-- Start of Record extracts --

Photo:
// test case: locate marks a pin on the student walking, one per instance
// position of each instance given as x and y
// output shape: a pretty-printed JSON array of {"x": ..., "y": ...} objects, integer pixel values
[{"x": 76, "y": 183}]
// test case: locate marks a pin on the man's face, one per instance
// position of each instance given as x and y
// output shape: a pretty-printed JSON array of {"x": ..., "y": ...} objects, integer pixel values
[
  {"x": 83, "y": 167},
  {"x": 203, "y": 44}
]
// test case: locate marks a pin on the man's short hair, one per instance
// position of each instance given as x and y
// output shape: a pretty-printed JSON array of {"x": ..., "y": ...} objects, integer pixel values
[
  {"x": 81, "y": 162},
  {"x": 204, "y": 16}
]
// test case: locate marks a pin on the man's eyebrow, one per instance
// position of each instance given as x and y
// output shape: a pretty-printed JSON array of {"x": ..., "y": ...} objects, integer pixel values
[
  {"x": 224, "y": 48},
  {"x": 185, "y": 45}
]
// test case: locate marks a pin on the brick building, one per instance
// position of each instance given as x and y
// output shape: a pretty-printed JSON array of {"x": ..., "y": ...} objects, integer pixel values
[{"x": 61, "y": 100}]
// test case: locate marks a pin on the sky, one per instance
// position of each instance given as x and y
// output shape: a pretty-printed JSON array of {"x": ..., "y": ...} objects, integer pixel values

-- End of Record extracts --

Reproduce the entire listing above, requests included, and increase every x and y coordinate in the answers by 66.

◆ Task solution ◆
Photo:
// test case: locate marks a pin on the student walking, one per instance
// position of each instance given as x and y
// output shape: a pretty-printed JSON array of {"x": ..., "y": ...} objects, integer pixel values
[{"x": 142, "y": 249}]
// test case: locate marks a pin on the man's face, one per instance
// position of each instance given as x and y
// output shape: a pretty-printed JSON array of {"x": ..., "y": ...} objects, integer pixel values
[
  {"x": 149, "y": 233},
  {"x": 269, "y": 110}
]
// test case: locate marks a pin on the man's short hair, one per instance
// position of each instance given as x and y
// output shape: a pretty-printed JSON array of {"x": ..., "y": ...} objects, integer pixel values
[
  {"x": 147, "y": 228},
  {"x": 270, "y": 82}
]
// test case: locate marks a pin on the man's eyebrow, one per instance
// position of each instance given as x and y
// output shape: a pretty-printed JSON array of {"x": ..., "y": ...} objects, integer pixel values
[
  {"x": 290, "y": 114},
  {"x": 251, "y": 111}
]
// test case: locate marks a pin on the brick building, one per instance
// position of each instance given as x and y
// output shape: a pretty-printed JSON array of {"x": ..., "y": ...} objects, integer pixel values
[{"x": 127, "y": 166}]
// test case: locate marks a pin on the sky, one per instance
// position of each instance given as x and y
// output shape: a pretty-printed JSON array of {"x": ..., "y": ...} objects, integer pixel values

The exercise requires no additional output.